**EXERCISE INSTRUCTIONS**
Reproduce every line of the data, starting with the line that contains "Query: dog's paw" and continuing through the end of the data. Shift each coordinate value up by 80.

**DATA FOR THE TASK**
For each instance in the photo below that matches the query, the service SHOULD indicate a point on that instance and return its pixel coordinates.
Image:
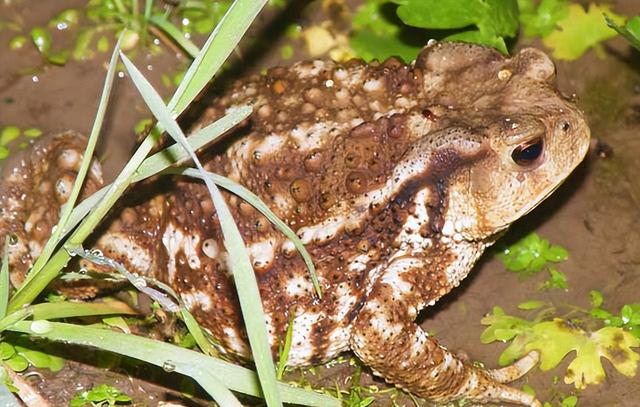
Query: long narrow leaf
(60, 229)
(68, 309)
(5, 285)
(232, 27)
(175, 34)
(164, 159)
(257, 203)
(170, 357)
(244, 277)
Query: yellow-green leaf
(555, 339)
(580, 30)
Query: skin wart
(396, 177)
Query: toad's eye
(527, 153)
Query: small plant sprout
(555, 338)
(102, 395)
(531, 254)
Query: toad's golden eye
(528, 153)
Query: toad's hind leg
(386, 339)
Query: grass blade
(243, 274)
(185, 361)
(164, 159)
(5, 284)
(284, 354)
(61, 227)
(68, 309)
(175, 34)
(232, 27)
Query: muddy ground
(595, 214)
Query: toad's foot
(386, 338)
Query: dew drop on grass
(168, 366)
(41, 327)
(139, 282)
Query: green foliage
(556, 338)
(18, 357)
(569, 401)
(540, 21)
(531, 254)
(580, 30)
(492, 20)
(378, 33)
(110, 18)
(101, 395)
(384, 28)
(10, 133)
(630, 31)
(381, 28)
(628, 318)
(557, 279)
(355, 398)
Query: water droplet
(168, 366)
(13, 239)
(41, 327)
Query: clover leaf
(580, 30)
(541, 20)
(493, 19)
(630, 31)
(557, 338)
(378, 33)
(531, 254)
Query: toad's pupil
(527, 153)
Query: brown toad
(396, 177)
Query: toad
(396, 178)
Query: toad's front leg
(386, 338)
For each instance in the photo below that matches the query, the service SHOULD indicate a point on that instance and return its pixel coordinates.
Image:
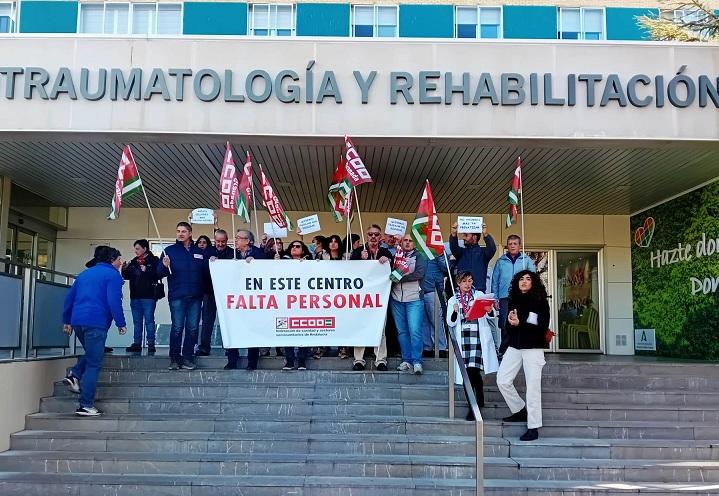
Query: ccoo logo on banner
(294, 303)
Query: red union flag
(357, 173)
(229, 185)
(426, 233)
(272, 203)
(245, 192)
(127, 183)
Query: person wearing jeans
(142, 274)
(93, 302)
(184, 266)
(527, 325)
(407, 304)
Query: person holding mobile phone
(527, 324)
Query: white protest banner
(300, 303)
(395, 227)
(272, 230)
(308, 225)
(467, 224)
(203, 216)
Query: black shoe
(520, 416)
(530, 435)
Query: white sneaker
(72, 383)
(88, 412)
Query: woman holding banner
(296, 251)
(474, 337)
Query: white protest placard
(203, 216)
(272, 230)
(295, 303)
(395, 227)
(467, 224)
(645, 340)
(309, 224)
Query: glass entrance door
(577, 301)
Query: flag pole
(359, 214)
(149, 208)
(521, 206)
(254, 209)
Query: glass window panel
(169, 19)
(386, 16)
(489, 31)
(363, 31)
(466, 31)
(386, 31)
(578, 300)
(91, 18)
(284, 17)
(466, 15)
(117, 18)
(593, 21)
(143, 18)
(490, 15)
(570, 20)
(364, 16)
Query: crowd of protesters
(95, 300)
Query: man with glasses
(245, 250)
(372, 251)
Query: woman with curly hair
(527, 324)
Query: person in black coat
(145, 289)
(527, 325)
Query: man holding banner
(473, 257)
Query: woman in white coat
(474, 337)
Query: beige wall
(22, 386)
(193, 117)
(89, 227)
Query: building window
(374, 21)
(272, 20)
(130, 18)
(478, 22)
(8, 17)
(581, 24)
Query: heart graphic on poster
(643, 235)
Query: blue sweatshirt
(95, 298)
(188, 269)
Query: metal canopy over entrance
(569, 176)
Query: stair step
(34, 484)
(434, 408)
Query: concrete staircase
(612, 426)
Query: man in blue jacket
(184, 267)
(93, 302)
(507, 265)
(473, 257)
(220, 251)
(247, 251)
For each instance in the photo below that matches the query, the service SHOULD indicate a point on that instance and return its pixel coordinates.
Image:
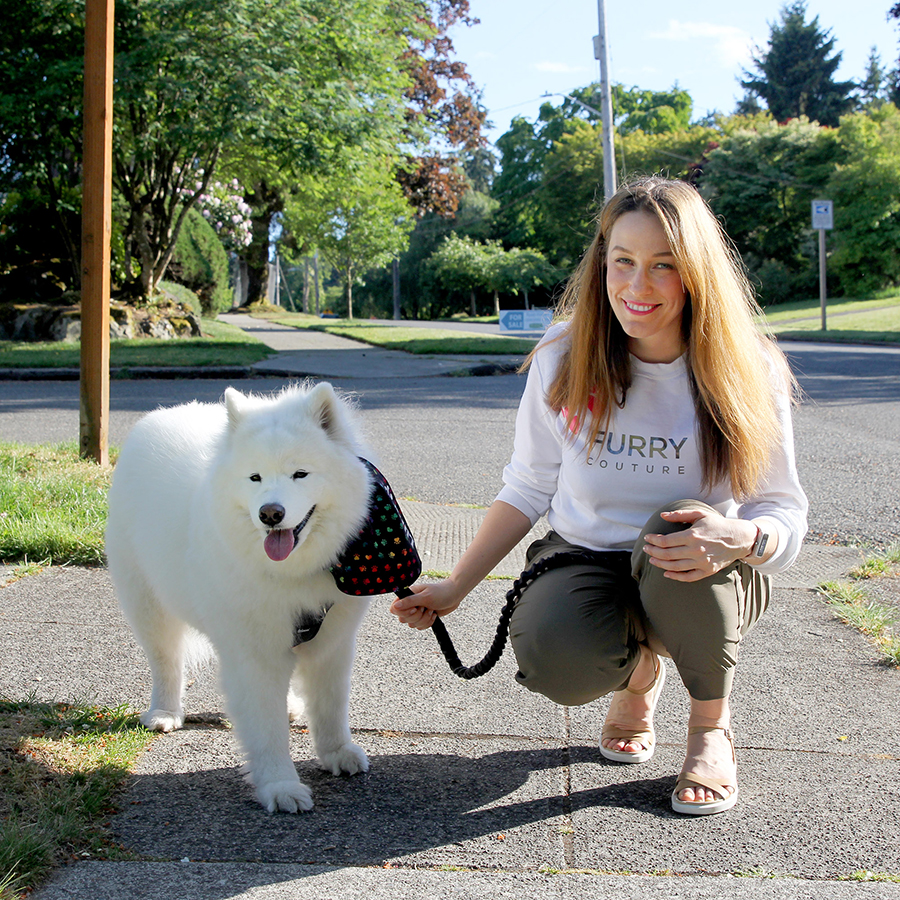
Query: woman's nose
(640, 282)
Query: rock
(50, 322)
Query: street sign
(823, 214)
(525, 319)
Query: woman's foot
(628, 734)
(708, 781)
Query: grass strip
(221, 345)
(62, 767)
(412, 339)
(53, 505)
(854, 605)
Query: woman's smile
(645, 287)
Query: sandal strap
(612, 732)
(692, 779)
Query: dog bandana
(381, 559)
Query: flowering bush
(223, 206)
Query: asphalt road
(446, 440)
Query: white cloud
(732, 46)
(560, 68)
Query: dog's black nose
(271, 514)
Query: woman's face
(645, 288)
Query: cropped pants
(577, 629)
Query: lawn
(221, 345)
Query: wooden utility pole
(96, 226)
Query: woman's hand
(711, 543)
(428, 601)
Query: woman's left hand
(711, 543)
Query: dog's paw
(296, 708)
(285, 796)
(350, 759)
(162, 720)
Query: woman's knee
(572, 667)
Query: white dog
(226, 519)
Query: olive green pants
(576, 630)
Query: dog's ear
(235, 404)
(327, 411)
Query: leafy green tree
(518, 270)
(866, 193)
(298, 79)
(41, 85)
(294, 81)
(362, 223)
(761, 181)
(458, 266)
(795, 75)
(653, 112)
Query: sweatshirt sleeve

**REPLY TO THE EXERCISE**
Query: dog's paw
(376, 788)
(365, 876)
(430, 839)
(242, 800)
Query: woman's knee
(652, 747)
Query: white dog
(306, 599)
Query: olive green pants
(656, 710)
Query: dog's ear
(315, 484)
(407, 491)
Query: leafy green tree
(598, 350)
(946, 273)
(378, 159)
(121, 165)
(374, 161)
(442, 303)
(841, 261)
(538, 346)
(875, 155)
(733, 192)
Query: sweatshirt sleeve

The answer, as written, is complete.